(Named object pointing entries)
______

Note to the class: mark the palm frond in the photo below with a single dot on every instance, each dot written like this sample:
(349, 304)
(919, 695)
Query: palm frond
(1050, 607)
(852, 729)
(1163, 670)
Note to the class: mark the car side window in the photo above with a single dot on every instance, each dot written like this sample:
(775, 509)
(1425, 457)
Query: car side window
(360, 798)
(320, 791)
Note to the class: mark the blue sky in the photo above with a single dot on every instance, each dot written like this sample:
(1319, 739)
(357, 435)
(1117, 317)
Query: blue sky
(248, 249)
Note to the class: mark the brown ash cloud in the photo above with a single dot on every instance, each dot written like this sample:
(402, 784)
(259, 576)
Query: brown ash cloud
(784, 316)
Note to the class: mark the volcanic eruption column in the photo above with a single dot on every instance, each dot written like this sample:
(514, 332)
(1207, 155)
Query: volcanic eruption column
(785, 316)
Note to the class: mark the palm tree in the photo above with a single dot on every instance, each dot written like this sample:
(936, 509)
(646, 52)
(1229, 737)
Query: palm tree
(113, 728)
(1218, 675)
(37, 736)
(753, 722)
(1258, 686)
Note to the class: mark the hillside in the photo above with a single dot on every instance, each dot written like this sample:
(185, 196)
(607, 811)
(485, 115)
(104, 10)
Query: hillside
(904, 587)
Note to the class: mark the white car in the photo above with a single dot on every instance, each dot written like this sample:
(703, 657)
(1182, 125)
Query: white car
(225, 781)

______

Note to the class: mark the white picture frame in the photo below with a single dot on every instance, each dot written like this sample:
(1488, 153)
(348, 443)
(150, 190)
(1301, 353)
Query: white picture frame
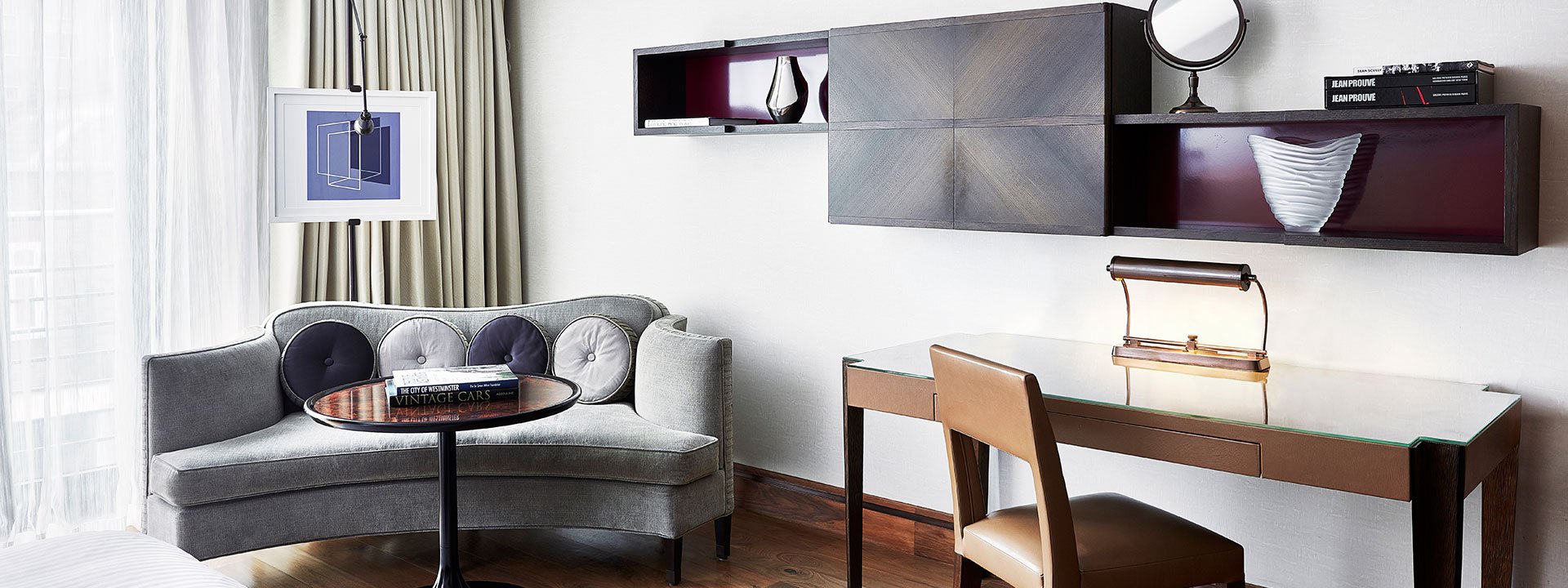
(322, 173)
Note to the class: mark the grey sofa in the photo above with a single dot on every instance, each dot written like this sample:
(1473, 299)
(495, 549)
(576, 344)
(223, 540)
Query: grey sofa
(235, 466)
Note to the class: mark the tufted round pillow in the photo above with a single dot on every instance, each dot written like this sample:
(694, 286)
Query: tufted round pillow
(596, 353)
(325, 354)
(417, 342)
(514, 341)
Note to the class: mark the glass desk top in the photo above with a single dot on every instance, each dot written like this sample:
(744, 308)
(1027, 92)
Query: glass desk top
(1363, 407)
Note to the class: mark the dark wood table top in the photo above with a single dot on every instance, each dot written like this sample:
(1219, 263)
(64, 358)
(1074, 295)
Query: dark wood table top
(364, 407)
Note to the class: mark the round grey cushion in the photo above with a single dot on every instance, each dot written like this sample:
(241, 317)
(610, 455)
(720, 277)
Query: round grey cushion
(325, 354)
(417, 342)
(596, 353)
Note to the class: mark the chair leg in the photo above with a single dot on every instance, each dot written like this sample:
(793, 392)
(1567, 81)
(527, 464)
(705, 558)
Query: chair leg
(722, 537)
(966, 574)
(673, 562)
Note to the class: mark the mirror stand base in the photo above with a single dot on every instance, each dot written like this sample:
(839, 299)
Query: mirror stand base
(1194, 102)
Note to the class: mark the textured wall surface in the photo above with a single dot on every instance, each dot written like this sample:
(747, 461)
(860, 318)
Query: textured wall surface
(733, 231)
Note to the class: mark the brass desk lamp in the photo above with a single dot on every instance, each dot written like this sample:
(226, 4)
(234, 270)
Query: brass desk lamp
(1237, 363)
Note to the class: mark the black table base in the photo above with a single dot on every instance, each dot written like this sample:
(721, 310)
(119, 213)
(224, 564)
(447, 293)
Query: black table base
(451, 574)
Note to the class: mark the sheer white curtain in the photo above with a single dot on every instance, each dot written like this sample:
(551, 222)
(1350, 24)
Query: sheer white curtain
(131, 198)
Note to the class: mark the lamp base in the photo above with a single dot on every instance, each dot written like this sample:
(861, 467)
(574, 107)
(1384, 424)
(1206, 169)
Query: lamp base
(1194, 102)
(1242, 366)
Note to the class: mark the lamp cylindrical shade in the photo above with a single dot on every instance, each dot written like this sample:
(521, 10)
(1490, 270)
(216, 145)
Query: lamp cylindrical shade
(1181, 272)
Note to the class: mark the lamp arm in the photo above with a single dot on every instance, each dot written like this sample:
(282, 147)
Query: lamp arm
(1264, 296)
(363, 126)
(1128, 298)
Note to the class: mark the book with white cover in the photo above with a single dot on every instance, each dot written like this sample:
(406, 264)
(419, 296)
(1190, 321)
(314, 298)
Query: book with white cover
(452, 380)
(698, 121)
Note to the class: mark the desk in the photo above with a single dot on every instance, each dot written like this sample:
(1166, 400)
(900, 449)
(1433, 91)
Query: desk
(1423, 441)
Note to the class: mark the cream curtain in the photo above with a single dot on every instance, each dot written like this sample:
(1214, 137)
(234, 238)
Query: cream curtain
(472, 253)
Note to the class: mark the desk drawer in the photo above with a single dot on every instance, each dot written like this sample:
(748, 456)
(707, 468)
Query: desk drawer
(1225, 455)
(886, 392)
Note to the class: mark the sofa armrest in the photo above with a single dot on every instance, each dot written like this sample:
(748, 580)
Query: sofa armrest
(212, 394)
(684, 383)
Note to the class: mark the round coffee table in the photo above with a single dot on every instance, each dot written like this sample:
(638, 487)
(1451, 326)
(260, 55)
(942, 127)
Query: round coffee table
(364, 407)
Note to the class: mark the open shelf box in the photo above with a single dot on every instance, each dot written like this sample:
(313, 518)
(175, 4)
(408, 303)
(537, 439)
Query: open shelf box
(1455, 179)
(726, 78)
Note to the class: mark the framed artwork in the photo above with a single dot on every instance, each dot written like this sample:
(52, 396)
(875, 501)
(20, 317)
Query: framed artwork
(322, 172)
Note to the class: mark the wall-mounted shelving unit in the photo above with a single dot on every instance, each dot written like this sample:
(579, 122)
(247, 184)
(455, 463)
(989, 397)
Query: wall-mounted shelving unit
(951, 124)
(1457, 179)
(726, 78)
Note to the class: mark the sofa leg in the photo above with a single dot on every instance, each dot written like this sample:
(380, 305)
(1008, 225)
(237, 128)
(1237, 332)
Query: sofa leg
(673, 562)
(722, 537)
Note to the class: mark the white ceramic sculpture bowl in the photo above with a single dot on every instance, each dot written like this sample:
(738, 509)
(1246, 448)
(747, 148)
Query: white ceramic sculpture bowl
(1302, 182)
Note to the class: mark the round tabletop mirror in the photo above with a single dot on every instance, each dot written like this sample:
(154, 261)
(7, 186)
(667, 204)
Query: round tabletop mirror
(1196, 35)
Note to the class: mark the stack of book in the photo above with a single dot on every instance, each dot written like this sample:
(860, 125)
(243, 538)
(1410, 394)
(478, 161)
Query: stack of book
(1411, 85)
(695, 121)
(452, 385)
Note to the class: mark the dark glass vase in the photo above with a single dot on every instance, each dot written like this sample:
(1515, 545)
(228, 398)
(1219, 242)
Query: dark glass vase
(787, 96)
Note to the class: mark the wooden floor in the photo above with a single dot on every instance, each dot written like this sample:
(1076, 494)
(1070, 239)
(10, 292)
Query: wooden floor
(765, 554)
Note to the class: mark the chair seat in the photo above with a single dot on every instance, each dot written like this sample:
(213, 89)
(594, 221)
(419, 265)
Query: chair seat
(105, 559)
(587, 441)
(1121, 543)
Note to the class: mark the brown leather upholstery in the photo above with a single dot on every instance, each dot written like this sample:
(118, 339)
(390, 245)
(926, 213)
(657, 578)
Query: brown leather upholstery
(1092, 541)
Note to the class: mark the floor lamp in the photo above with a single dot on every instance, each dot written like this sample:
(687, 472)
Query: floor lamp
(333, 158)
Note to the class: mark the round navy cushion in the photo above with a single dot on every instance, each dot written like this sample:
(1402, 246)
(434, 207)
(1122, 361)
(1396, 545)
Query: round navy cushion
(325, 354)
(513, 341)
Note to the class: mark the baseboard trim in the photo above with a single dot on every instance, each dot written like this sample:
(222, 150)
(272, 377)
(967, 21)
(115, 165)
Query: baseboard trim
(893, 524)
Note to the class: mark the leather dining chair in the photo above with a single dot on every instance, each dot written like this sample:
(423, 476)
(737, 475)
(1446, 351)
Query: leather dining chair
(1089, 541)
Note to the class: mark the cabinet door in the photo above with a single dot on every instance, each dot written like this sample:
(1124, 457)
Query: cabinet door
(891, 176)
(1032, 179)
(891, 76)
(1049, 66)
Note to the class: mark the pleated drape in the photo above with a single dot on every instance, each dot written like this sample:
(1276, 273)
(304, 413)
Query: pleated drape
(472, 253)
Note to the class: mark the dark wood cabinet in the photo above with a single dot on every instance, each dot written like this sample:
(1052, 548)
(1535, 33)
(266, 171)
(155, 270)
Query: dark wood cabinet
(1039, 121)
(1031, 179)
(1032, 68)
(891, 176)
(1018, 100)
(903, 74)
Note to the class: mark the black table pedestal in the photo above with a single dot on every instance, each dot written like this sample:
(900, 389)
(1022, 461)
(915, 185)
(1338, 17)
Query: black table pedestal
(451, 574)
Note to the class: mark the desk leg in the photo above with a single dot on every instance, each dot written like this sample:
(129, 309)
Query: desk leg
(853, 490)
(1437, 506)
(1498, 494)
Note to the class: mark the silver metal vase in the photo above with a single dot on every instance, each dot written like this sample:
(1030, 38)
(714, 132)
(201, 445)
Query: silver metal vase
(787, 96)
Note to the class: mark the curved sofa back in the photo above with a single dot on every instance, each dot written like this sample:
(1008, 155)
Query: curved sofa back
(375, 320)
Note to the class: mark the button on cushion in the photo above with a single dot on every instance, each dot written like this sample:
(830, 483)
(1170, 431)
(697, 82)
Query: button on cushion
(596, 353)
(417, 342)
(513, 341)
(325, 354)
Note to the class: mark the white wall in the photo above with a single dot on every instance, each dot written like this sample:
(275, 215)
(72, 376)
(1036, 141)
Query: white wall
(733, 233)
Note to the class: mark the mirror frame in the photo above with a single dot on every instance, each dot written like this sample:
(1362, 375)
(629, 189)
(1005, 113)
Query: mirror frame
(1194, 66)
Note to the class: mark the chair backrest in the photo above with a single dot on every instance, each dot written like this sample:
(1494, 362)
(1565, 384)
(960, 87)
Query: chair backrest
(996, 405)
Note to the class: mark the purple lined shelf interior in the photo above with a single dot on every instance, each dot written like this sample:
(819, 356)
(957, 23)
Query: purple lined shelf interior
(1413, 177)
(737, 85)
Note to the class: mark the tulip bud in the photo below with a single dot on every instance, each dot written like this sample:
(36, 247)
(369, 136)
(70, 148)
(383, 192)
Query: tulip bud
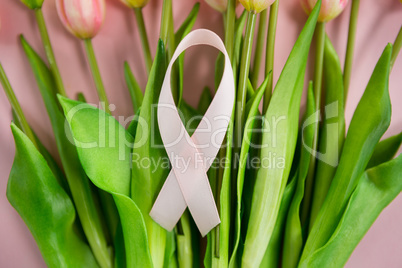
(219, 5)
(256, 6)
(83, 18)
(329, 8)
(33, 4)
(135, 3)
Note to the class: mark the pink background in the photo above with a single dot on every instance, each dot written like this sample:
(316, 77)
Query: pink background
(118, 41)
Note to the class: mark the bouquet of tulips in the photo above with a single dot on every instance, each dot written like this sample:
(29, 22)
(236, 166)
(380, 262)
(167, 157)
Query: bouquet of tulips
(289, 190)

______

__Problem description__
Copy, word for word, the stretch of the listing from the line containing "Note to the class: mark the lamp base" through the line containing "(1242, 366)".

__Solution below__
Note to the class: mark the lamp base in the photo above with a single dot on every instance, each dot written like this sample:
(861, 467)
(574, 107)
(1384, 424)
(1206, 169)
Query: lamp base
(1194, 102)
(1242, 366)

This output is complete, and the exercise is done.